• [GIVEN REQUEST]: Copy all records verbatim.

# start of TASK DATA

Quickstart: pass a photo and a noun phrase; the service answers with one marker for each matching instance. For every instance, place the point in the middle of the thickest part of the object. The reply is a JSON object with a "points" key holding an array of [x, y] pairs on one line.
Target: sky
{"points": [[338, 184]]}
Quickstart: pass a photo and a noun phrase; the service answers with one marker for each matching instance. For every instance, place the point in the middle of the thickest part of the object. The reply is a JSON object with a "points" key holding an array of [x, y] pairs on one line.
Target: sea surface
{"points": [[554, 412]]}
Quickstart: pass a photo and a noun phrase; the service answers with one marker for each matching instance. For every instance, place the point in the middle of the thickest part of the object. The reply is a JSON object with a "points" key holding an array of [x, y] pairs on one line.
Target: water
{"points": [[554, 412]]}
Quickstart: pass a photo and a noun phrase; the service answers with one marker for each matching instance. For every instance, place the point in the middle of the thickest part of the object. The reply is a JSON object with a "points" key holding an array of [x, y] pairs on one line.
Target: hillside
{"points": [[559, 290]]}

# end of TASK DATA

• [RESULT OF THIS EXERCISE]:
Quickstart: pass a photo and a noun phrase; the service answers with one marker for each matching instance. For every instance, place the point in the middle of the thickest part of the object. The reply is a JSON object with a "points" key holding an array of [x, y] pairs on one line.
Target: sky
{"points": [[338, 184]]}
Quickstart: pass a photo and a noun phrase; the service answers with one marker for each matching instance. For every instance, place the point in the middle of the thickest part of the object. The reply is a JSON object with a "points" key holding an array of [x, y] pairs on one line.
Target: sea surface
{"points": [[554, 412]]}
Quickstart: pass a photo and a noun phrase; the service answers with one marker for each matching instance. For every instance, place the point in the middle of the thickest part of the object. The reply is a JSON object with a "points" key holding an array of [x, y] pairs on one line.
Target: water
{"points": [[554, 412]]}
Quickstart: pass a photo and a noun phrase; the service answers with one marker for each matching instance. For every instance, place the point in the middle of the thickest part of the object. The reply is a JSON object with a "points" key holding an array of [x, y] pairs on one line.
Target: hillside
{"points": [[559, 290]]}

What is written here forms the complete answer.